__EXERCISE DIRECTIONS__. Please continue the article on financial PTSD below, picking up after its final sentence.

**** TEXT PASSAGE ****

Makin' Money

Do You Have Financial PTSD?

Dr. Mark Goulston Sep 9, 2011

You have been traumatized by a financial disaster from which you are convinced you cannot recover or come back, nor believe that you can find a job to support yourself. Imagine for instance someone who trusted and then lost everything they owned to Madoff, with no chance of recovering it.

Signs and Symptoms:

  • Ruminate about it everyday and multiple times per day
  • Intense distress when you you think about it
  • Plagued by anger at others and yourself
  • Deep feelings of guilt and/or shame
  • Socially withdrawn and non-communicative
  • Feel disconnected from others
  • Loss of interest in activities, sex or life in general
  • Feeling you have a limited future
  • Problems sleeping or sleeping too much
  • Physical symptoms such as headache, heart palpitations, nausea, sweating, muscle tension, fatigue
  • Difficulty Concentrating
  • Irritable and jumpy
  • No sense of humor
  • Feeling depressed or anxious
  • Increased alcohol or prescription medicine use

Demographics:

Mostly present in middle class Baby Boomers who have lost much of financial security and no clear job possibilities. Millenials (people born between 1980 and 2000) do not feel it so much, because they haven’t saved much and feel they still have many years ahead of them. Gen X-ers do not feel it so much because they feel they have always had to fight for what they have (vs. believing Boomers and their Millennial children are soft). Also more prevalent in people with preexisting depression or anxiety, high level of family or marital conflict, substance abuse, alcoholism.

**** DATASET CONTENT ****

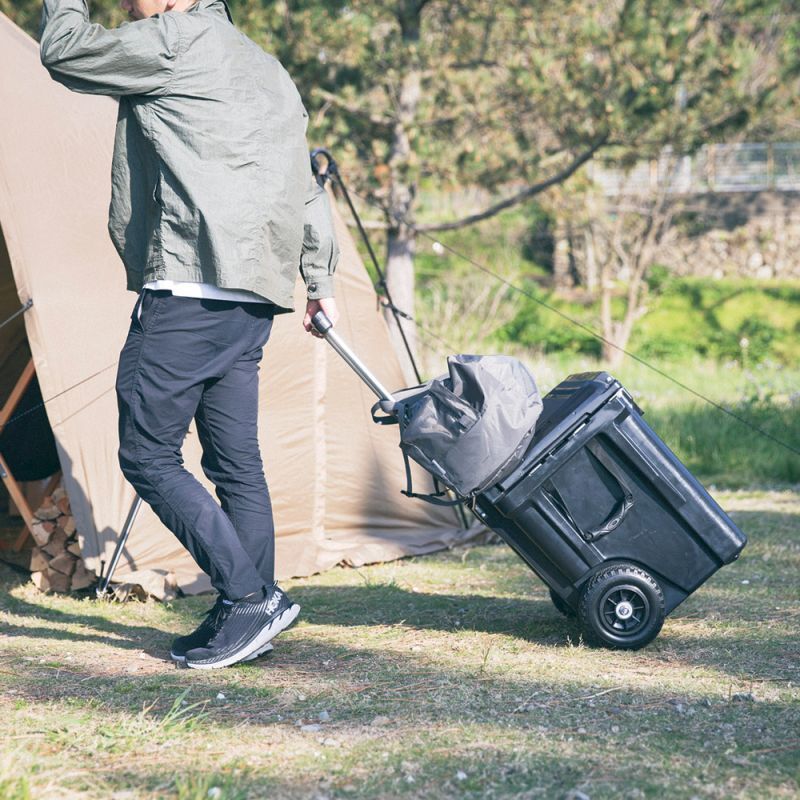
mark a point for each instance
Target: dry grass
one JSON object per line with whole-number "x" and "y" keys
{"x": 445, "y": 676}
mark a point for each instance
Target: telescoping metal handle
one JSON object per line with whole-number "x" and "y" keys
{"x": 325, "y": 327}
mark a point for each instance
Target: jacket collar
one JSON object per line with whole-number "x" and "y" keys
{"x": 215, "y": 6}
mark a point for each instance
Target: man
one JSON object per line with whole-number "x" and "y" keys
{"x": 213, "y": 209}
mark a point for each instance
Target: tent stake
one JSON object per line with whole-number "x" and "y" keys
{"x": 102, "y": 590}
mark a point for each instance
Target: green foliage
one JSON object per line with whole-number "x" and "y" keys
{"x": 726, "y": 452}
{"x": 733, "y": 320}
{"x": 541, "y": 330}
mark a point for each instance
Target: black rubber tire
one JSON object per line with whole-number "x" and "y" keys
{"x": 562, "y": 605}
{"x": 607, "y": 623}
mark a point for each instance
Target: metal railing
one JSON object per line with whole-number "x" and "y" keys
{"x": 745, "y": 167}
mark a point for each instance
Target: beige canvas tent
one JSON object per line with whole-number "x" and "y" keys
{"x": 334, "y": 476}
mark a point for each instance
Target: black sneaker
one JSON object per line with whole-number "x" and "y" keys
{"x": 204, "y": 633}
{"x": 245, "y": 628}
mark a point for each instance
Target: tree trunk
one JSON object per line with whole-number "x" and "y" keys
{"x": 400, "y": 246}
{"x": 590, "y": 277}
{"x": 400, "y": 240}
{"x": 562, "y": 273}
{"x": 611, "y": 355}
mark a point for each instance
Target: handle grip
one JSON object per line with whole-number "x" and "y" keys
{"x": 325, "y": 327}
{"x": 321, "y": 322}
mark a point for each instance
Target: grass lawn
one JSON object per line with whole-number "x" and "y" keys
{"x": 445, "y": 676}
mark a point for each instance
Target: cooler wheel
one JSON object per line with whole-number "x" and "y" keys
{"x": 621, "y": 607}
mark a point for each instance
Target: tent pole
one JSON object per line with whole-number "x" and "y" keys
{"x": 102, "y": 590}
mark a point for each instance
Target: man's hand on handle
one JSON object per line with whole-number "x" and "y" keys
{"x": 328, "y": 305}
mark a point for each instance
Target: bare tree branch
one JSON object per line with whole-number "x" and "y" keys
{"x": 519, "y": 197}
{"x": 351, "y": 108}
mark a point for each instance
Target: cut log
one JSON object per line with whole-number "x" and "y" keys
{"x": 64, "y": 563}
{"x": 42, "y": 531}
{"x": 39, "y": 560}
{"x": 41, "y": 581}
{"x": 48, "y": 511}
{"x": 58, "y": 581}
{"x": 57, "y": 543}
{"x": 82, "y": 578}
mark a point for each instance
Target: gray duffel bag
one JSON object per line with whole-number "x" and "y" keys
{"x": 470, "y": 427}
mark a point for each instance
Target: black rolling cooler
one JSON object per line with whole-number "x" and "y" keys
{"x": 605, "y": 514}
{"x": 602, "y": 511}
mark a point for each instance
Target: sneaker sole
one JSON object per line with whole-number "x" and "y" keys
{"x": 257, "y": 644}
{"x": 267, "y": 647}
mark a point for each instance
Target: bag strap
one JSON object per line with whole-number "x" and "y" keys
{"x": 434, "y": 498}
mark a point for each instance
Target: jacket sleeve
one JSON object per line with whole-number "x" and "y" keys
{"x": 138, "y": 58}
{"x": 320, "y": 252}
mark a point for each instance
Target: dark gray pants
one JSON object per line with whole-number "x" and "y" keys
{"x": 188, "y": 358}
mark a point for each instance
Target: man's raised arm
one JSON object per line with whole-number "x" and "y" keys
{"x": 137, "y": 58}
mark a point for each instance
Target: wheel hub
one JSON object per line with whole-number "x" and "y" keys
{"x": 624, "y": 610}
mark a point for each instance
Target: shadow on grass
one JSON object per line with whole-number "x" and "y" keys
{"x": 423, "y": 700}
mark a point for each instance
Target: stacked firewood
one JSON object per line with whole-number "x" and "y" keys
{"x": 56, "y": 561}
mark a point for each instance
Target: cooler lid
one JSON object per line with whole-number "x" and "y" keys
{"x": 574, "y": 400}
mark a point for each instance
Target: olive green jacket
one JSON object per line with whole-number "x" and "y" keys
{"x": 211, "y": 178}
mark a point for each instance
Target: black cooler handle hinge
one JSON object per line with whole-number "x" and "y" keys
{"x": 434, "y": 499}
{"x": 622, "y": 508}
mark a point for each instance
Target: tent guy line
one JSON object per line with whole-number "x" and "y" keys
{"x": 21, "y": 310}
{"x": 483, "y": 268}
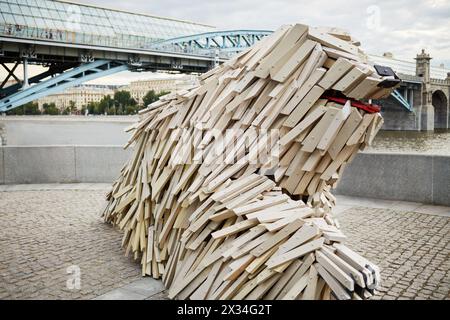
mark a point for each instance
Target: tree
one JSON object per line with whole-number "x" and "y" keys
{"x": 72, "y": 107}
{"x": 150, "y": 97}
{"x": 106, "y": 105}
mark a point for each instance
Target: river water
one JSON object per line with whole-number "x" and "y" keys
{"x": 437, "y": 142}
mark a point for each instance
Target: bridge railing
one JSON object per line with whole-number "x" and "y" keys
{"x": 122, "y": 41}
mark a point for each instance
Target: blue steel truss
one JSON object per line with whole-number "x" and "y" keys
{"x": 73, "y": 77}
{"x": 397, "y": 95}
{"x": 231, "y": 40}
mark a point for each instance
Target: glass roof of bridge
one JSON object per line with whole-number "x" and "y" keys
{"x": 61, "y": 16}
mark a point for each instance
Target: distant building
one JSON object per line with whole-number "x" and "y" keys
{"x": 422, "y": 102}
{"x": 138, "y": 89}
{"x": 81, "y": 95}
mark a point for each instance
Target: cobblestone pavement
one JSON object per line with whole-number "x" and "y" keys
{"x": 45, "y": 232}
{"x": 412, "y": 250}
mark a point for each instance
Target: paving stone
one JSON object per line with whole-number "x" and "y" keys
{"x": 46, "y": 232}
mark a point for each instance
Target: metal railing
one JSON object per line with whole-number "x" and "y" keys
{"x": 120, "y": 41}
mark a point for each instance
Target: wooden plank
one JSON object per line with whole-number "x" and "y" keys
{"x": 337, "y": 288}
{"x": 335, "y": 271}
{"x": 303, "y": 107}
{"x": 295, "y": 253}
{"x": 335, "y": 73}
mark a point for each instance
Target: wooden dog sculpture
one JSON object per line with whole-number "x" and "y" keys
{"x": 227, "y": 193}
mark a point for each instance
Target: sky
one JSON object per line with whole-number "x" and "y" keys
{"x": 402, "y": 27}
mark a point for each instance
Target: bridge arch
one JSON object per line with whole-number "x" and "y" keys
{"x": 441, "y": 110}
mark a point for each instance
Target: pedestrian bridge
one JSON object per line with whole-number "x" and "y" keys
{"x": 80, "y": 42}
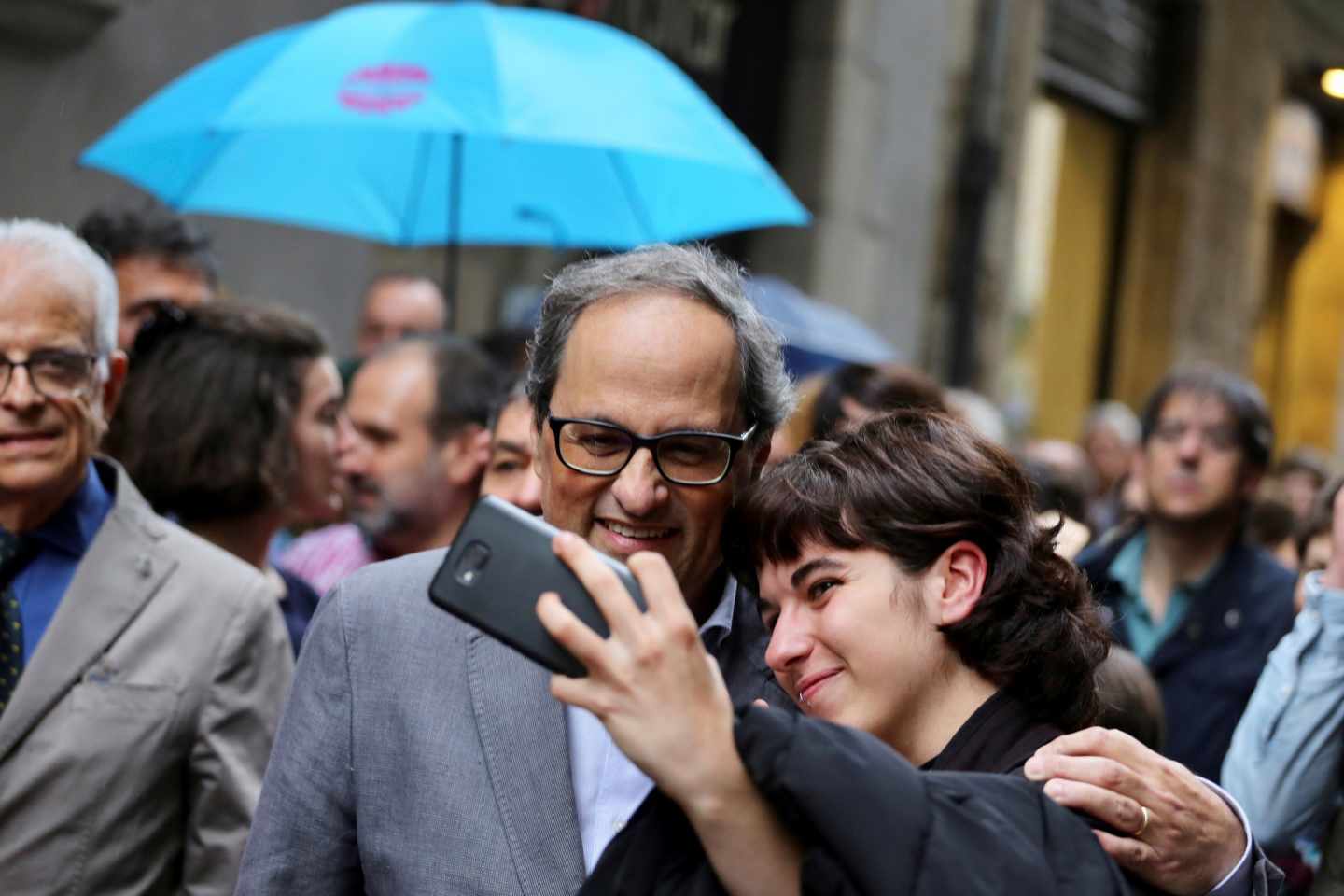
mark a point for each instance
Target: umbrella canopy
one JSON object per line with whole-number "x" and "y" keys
{"x": 461, "y": 122}
{"x": 816, "y": 336}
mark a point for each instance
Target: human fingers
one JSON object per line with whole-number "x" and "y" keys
{"x": 1127, "y": 789}
{"x": 571, "y": 633}
{"x": 599, "y": 581}
{"x": 1102, "y": 742}
{"x": 580, "y": 692}
{"x": 1129, "y": 853}
{"x": 1115, "y": 810}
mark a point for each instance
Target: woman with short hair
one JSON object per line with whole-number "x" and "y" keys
{"x": 910, "y": 595}
{"x": 228, "y": 422}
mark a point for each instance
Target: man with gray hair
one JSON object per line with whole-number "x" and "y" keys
{"x": 141, "y": 668}
{"x": 418, "y": 754}
{"x": 421, "y": 755}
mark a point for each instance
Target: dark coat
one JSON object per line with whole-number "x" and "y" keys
{"x": 871, "y": 823}
{"x": 1209, "y": 668}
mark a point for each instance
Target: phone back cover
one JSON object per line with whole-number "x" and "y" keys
{"x": 498, "y": 566}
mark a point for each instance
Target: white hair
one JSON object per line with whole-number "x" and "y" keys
{"x": 58, "y": 247}
{"x": 1117, "y": 418}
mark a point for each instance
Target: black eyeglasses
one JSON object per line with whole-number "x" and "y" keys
{"x": 683, "y": 457}
{"x": 52, "y": 372}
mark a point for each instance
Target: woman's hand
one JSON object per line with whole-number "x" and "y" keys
{"x": 651, "y": 682}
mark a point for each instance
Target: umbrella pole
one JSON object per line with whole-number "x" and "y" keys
{"x": 452, "y": 262}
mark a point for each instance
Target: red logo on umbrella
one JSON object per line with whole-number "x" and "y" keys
{"x": 379, "y": 91}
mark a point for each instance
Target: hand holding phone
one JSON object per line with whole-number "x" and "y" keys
{"x": 498, "y": 565}
{"x": 651, "y": 681}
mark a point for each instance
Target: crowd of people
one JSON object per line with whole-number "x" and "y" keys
{"x": 888, "y": 648}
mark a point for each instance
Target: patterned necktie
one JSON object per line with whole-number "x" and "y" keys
{"x": 14, "y": 553}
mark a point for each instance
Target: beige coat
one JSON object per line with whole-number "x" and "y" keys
{"x": 133, "y": 749}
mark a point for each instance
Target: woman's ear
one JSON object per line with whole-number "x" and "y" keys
{"x": 964, "y": 572}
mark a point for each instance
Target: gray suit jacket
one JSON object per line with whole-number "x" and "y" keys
{"x": 132, "y": 751}
{"x": 418, "y": 755}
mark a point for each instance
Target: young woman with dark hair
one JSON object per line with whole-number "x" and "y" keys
{"x": 909, "y": 594}
{"x": 228, "y": 422}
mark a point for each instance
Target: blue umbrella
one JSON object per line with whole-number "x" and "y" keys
{"x": 465, "y": 122}
{"x": 816, "y": 336}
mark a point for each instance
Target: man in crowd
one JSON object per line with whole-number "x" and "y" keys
{"x": 158, "y": 259}
{"x": 1195, "y": 602}
{"x": 1288, "y": 752}
{"x": 420, "y": 755}
{"x": 143, "y": 669}
{"x": 394, "y": 306}
{"x": 510, "y": 473}
{"x": 413, "y": 455}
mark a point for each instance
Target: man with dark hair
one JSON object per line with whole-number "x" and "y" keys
{"x": 413, "y": 455}
{"x": 511, "y": 471}
{"x": 1197, "y": 603}
{"x": 158, "y": 259}
{"x": 143, "y": 669}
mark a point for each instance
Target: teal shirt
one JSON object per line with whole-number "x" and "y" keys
{"x": 1145, "y": 636}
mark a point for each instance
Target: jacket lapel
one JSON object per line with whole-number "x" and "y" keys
{"x": 525, "y": 745}
{"x": 116, "y": 578}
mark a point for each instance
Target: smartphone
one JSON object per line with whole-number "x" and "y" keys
{"x": 498, "y": 565}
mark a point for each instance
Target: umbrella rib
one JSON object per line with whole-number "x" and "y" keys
{"x": 412, "y": 210}
{"x": 623, "y": 174}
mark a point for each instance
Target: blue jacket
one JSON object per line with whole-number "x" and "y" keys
{"x": 1288, "y": 754}
{"x": 1209, "y": 668}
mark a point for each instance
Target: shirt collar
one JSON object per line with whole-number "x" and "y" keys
{"x": 720, "y": 623}
{"x": 1127, "y": 569}
{"x": 73, "y": 526}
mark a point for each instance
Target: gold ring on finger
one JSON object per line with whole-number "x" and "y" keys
{"x": 1142, "y": 825}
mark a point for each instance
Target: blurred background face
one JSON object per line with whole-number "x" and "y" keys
{"x": 1109, "y": 455}
{"x": 396, "y": 309}
{"x": 45, "y": 442}
{"x": 390, "y": 459}
{"x": 1193, "y": 461}
{"x": 852, "y": 639}
{"x": 651, "y": 363}
{"x": 146, "y": 281}
{"x": 319, "y": 488}
{"x": 510, "y": 473}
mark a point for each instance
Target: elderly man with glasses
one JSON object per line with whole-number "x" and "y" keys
{"x": 418, "y": 755}
{"x": 141, "y": 669}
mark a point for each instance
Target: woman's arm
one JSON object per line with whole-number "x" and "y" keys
{"x": 663, "y": 700}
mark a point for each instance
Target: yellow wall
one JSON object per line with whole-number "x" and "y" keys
{"x": 1066, "y": 335}
{"x": 1312, "y": 333}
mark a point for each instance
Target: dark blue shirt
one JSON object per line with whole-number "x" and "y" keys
{"x": 62, "y": 541}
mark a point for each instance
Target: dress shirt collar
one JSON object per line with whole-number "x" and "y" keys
{"x": 720, "y": 624}
{"x": 74, "y": 525}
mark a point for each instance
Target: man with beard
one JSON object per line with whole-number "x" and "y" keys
{"x": 413, "y": 455}
{"x": 1197, "y": 603}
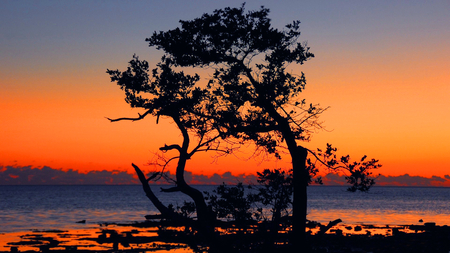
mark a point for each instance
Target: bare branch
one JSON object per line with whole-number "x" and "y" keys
{"x": 171, "y": 189}
{"x": 170, "y": 147}
{"x": 131, "y": 119}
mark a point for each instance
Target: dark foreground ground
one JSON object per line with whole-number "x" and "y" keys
{"x": 157, "y": 237}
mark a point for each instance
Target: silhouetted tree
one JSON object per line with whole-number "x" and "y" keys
{"x": 254, "y": 97}
{"x": 165, "y": 93}
{"x": 250, "y": 96}
{"x": 275, "y": 190}
{"x": 231, "y": 202}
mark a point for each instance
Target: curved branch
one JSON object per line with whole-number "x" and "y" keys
{"x": 171, "y": 189}
{"x": 170, "y": 147}
{"x": 166, "y": 212}
{"x": 131, "y": 119}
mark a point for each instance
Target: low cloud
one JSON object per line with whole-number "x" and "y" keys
{"x": 28, "y": 175}
{"x": 14, "y": 175}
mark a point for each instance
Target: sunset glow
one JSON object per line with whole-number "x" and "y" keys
{"x": 384, "y": 73}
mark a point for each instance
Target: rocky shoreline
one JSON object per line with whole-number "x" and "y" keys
{"x": 160, "y": 237}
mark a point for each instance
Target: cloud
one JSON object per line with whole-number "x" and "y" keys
{"x": 28, "y": 175}
{"x": 403, "y": 180}
{"x": 407, "y": 180}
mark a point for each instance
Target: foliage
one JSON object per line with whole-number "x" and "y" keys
{"x": 251, "y": 89}
{"x": 359, "y": 174}
{"x": 275, "y": 190}
{"x": 231, "y": 202}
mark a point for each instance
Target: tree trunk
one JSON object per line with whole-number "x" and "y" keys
{"x": 165, "y": 212}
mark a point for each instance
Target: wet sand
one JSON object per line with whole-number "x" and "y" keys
{"x": 132, "y": 238}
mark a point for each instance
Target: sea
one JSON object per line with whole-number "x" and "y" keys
{"x": 61, "y": 207}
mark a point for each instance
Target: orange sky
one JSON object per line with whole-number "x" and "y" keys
{"x": 384, "y": 72}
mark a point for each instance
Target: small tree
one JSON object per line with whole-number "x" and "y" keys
{"x": 231, "y": 202}
{"x": 275, "y": 190}
{"x": 164, "y": 93}
{"x": 255, "y": 97}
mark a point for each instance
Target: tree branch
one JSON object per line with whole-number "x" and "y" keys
{"x": 171, "y": 189}
{"x": 170, "y": 147}
{"x": 131, "y": 119}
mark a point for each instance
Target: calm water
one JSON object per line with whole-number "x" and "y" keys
{"x": 59, "y": 207}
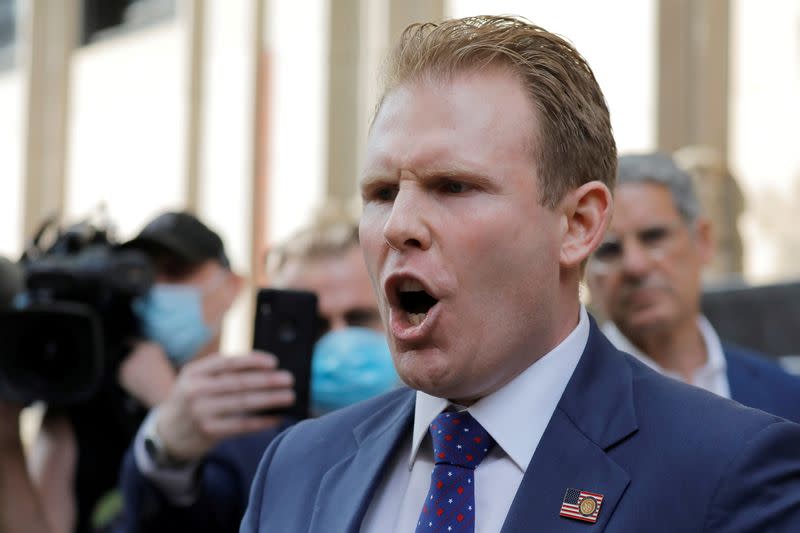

****

__RESPONSE FOR THIS EXERCISE__.
Cause:

Initial trauma with no ability or chance to psychologically or emotionally stabilize that is tightly connected to market volatility. This creates the 4 D’s.

  1. Debt – when owe so much and are constantly nagged at by creditors.
  2. Dependency – when feel unable to pull yourself out of it and need to rely on others
  3. Distrust – when don’t feel you can trust institutions like banks or even financial advisers to protect you.
  4. Denial – when are unable to tune out the above the 3 D’s and focus on positive aspects of your life.

What to do about it?

  1. Practice the Serenity prayer:”God grant me the serenity to accept the things I cannot change; courage to change the things I can; and wisdom to know the difference.”
  2. Each day focus on what you can do or get done or someone you can call or contact to help your situation.
  3. Schedule time to do 2 above and do it regardless of whether you want to or not. Best to do early in day so that it is not hanging over your head.
  4. Do something to help your community or people around you. That will help you feel more worthwhile and less alone.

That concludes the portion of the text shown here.